§ PROBLEM STATEMENT: Wherever the listing has a line with the string "below", copy that line out.

::::

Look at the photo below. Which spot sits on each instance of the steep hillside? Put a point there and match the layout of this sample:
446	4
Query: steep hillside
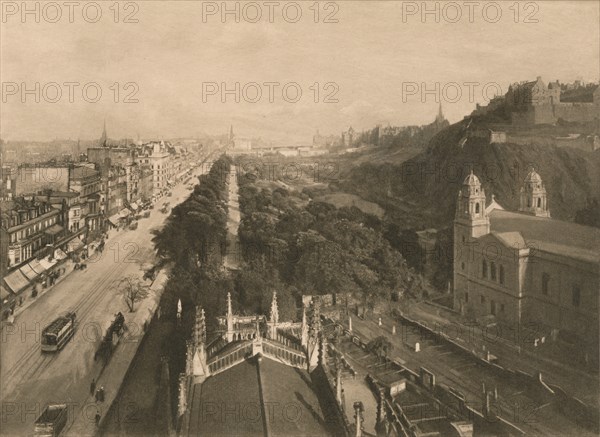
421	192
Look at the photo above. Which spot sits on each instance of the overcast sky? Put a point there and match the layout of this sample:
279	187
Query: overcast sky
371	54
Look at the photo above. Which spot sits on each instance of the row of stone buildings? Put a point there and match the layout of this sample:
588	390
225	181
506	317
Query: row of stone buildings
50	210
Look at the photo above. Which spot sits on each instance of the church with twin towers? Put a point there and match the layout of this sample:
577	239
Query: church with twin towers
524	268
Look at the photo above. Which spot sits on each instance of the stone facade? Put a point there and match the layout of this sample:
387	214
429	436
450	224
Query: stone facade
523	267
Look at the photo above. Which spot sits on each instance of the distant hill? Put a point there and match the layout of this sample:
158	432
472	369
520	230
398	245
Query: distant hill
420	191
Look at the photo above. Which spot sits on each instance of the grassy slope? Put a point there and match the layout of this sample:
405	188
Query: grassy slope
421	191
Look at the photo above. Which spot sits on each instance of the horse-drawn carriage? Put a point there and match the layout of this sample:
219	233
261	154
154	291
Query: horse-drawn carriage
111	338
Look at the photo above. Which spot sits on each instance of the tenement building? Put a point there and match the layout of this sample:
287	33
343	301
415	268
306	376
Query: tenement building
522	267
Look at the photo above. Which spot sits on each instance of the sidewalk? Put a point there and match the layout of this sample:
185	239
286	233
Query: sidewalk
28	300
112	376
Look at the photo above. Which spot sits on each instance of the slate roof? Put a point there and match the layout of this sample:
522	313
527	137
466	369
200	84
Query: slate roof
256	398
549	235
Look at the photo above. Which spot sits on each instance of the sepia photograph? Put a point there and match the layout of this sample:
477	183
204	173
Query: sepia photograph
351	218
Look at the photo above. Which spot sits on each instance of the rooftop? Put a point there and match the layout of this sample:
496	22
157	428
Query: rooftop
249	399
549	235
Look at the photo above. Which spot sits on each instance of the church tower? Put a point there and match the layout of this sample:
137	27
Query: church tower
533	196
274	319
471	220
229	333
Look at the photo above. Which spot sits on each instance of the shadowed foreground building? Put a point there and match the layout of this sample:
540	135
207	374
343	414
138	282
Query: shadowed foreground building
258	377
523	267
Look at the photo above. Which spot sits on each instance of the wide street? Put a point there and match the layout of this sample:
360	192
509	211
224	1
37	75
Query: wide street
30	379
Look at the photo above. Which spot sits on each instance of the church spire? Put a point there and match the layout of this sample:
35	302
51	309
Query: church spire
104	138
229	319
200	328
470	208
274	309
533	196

::::

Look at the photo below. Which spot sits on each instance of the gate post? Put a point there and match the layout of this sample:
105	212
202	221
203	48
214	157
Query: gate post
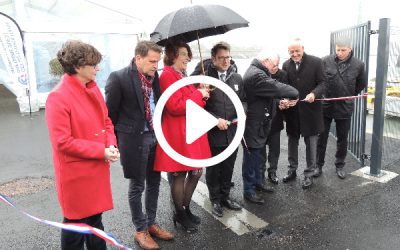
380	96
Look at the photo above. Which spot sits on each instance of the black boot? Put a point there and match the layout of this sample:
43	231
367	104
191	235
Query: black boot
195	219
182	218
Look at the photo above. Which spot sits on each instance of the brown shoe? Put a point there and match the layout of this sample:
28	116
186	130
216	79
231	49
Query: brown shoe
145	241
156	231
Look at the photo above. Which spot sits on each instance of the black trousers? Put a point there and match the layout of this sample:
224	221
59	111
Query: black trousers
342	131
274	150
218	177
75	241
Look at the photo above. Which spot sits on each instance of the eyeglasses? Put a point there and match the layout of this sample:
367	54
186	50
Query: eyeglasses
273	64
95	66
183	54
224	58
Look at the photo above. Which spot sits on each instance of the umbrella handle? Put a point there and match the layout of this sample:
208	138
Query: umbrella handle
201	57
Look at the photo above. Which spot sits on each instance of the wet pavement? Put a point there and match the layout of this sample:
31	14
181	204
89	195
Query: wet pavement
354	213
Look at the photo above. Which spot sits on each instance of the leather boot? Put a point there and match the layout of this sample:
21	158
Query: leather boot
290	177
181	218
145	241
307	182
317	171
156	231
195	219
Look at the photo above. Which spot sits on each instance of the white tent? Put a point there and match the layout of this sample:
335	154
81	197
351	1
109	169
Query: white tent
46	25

::::

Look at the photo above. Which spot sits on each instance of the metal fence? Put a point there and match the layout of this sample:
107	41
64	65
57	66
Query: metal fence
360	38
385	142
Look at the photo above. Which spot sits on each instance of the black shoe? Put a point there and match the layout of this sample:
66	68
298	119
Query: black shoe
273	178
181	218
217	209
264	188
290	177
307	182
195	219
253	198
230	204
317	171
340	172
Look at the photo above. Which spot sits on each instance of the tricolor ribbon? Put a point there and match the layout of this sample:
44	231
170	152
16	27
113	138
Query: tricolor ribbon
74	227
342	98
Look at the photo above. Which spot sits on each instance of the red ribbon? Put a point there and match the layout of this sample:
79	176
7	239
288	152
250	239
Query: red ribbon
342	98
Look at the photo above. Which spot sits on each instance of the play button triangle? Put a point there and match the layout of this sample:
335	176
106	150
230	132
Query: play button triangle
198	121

::::

§ RESPONSE:
Look at the photo below. Which spot sits on each instance of the steep hillside? Put a point there and match the layout of this sample:
Look at the photo below. Which spot sits on each instance of the gate post? Put a point there and match the layout of this sample:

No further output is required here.